Begin Provided entries
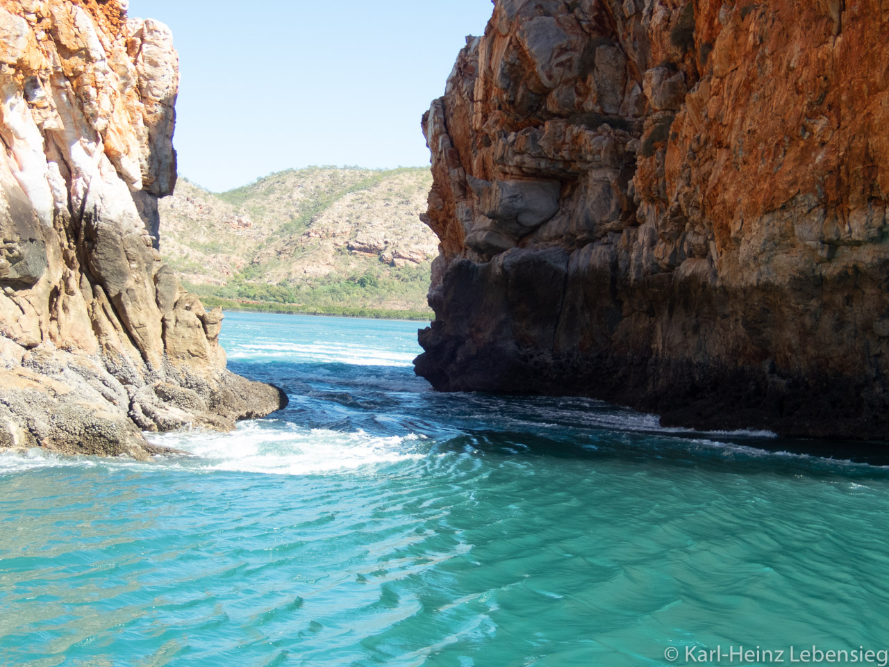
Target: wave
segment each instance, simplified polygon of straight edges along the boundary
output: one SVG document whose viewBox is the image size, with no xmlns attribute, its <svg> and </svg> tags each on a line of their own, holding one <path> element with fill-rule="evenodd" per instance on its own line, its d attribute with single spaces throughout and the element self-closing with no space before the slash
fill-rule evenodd
<svg viewBox="0 0 889 667">
<path fill-rule="evenodd" d="M 274 428 L 269 428 L 273 426 Z M 379 437 L 363 430 L 305 429 L 289 422 L 247 422 L 230 433 L 149 434 L 154 445 L 188 452 L 203 470 L 271 475 L 325 475 L 420 458 L 413 434 Z"/>
</svg>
End Provided entries
To do |
Copy out these lines word for word, leaving the pictures out of your answer.

Solution to the exercise |
Target: wave
segment each instance, simplified polygon of straight edges along the boundary
output: one SVG document whose viewBox is the image size, with no xmlns attribute, its <svg> and </svg> tags each on a line of their own, holding one <path> element with fill-rule="evenodd" per instance on its own line, its d attribute with single spaces throughout and the element self-closing with no space before the slash
fill-rule evenodd
<svg viewBox="0 0 889 667">
<path fill-rule="evenodd" d="M 274 428 L 269 428 L 273 426 Z M 379 437 L 363 430 L 305 429 L 289 422 L 247 422 L 230 433 L 149 434 L 154 445 L 188 452 L 203 470 L 271 475 L 325 475 L 420 458 L 413 434 Z"/>
</svg>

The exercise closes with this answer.